# Exercise data:
-*-

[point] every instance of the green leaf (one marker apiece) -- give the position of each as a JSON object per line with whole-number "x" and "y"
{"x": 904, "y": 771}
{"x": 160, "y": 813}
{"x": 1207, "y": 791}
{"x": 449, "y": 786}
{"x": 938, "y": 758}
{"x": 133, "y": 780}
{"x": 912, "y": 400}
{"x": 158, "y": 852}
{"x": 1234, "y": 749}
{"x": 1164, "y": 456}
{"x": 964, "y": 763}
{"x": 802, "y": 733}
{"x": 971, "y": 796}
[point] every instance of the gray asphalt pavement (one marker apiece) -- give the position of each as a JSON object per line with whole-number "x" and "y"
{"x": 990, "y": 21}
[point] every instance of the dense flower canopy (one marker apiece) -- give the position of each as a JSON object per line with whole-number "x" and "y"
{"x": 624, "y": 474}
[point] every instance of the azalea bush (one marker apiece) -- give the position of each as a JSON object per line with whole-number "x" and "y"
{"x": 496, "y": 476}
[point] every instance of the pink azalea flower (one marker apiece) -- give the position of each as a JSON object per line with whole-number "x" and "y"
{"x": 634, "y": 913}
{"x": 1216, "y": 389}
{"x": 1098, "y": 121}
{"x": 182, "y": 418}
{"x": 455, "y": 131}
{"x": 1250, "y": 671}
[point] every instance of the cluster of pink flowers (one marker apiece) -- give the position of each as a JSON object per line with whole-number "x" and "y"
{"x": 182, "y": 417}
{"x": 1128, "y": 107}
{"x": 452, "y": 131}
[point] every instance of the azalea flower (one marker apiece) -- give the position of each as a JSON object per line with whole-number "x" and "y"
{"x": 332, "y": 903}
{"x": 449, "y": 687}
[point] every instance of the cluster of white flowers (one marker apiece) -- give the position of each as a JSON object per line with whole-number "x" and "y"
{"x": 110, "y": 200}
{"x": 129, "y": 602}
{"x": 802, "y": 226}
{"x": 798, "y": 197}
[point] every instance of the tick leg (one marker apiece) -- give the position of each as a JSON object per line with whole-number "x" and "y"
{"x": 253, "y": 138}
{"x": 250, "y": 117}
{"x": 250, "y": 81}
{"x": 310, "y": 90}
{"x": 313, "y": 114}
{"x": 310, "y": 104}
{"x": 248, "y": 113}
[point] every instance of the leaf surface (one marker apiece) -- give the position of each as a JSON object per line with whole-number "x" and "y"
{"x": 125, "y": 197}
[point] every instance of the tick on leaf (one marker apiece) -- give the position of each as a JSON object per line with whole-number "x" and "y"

-*-

# What the task requires:
Reproduce the data shown above in its entirety, keeping each word as it is.

# Your solution:
[point] every instance of the green leaf (one marker apiece) -- give the position of each as a JSON object per line with whole-number "x" and "y"
{"x": 904, "y": 771}
{"x": 160, "y": 813}
{"x": 1207, "y": 791}
{"x": 449, "y": 786}
{"x": 938, "y": 758}
{"x": 133, "y": 780}
{"x": 912, "y": 400}
{"x": 158, "y": 852}
{"x": 1234, "y": 749}
{"x": 1164, "y": 456}
{"x": 964, "y": 763}
{"x": 802, "y": 733}
{"x": 971, "y": 796}
[point] every instance of the gray asphalt pavement (one marker apiece) -- give the position of each as a JSON object per line with whole-number "x" and "y"
{"x": 990, "y": 21}
[point] every instance of the dense flower canopy (one marker apiece) -- give the position of each as a JSON object per line with whole-number "x" and "y"
{"x": 624, "y": 474}
[point] every instance of the azalea bush (one marker apiece) -- give the position of each as a JSON object per line with whole-number "x" and "y"
{"x": 496, "y": 476}
[point] every instance of the pink azalea flower (one marker apiece) -- give the position of each as a JSON object per line with whole-number "x" and "y"
{"x": 634, "y": 913}
{"x": 1216, "y": 389}
{"x": 1098, "y": 121}
{"x": 182, "y": 418}
{"x": 455, "y": 131}
{"x": 1250, "y": 671}
[point] every instance of the cluster of pink flowers (one marker apiece) -- give the position of each as a JSON object per line with whole-number "x" and "y"
{"x": 182, "y": 417}
{"x": 1128, "y": 107}
{"x": 452, "y": 131}
[point] every instance of the azalea flower (one marker apiece) -- give the position of each as a JSON object per line with whole-number "x" and "y"
{"x": 332, "y": 903}
{"x": 449, "y": 687}
[point] every instance of the cluster of white flowers (one marker apiece) -- give the position of each as a JSON object per line with whole-number "x" and "y"
{"x": 110, "y": 200}
{"x": 129, "y": 602}
{"x": 802, "y": 226}
{"x": 798, "y": 197}
[point] every instance of the tick leg (one marker apiece) -- give the position of each as a JSON object per line with whole-number "x" and "y"
{"x": 253, "y": 138}
{"x": 250, "y": 117}
{"x": 250, "y": 81}
{"x": 310, "y": 90}
{"x": 313, "y": 114}
{"x": 310, "y": 104}
{"x": 248, "y": 113}
[point] every instance of the leaf surface (one marker apiece) -- give the position of each as a JSON object per line with whole-number "x" and "y"
{"x": 125, "y": 197}
[point] every instance of the tick on leaf (one marker apiece) -- give the position of each as a JSON object per line with whole-number "x" and "y"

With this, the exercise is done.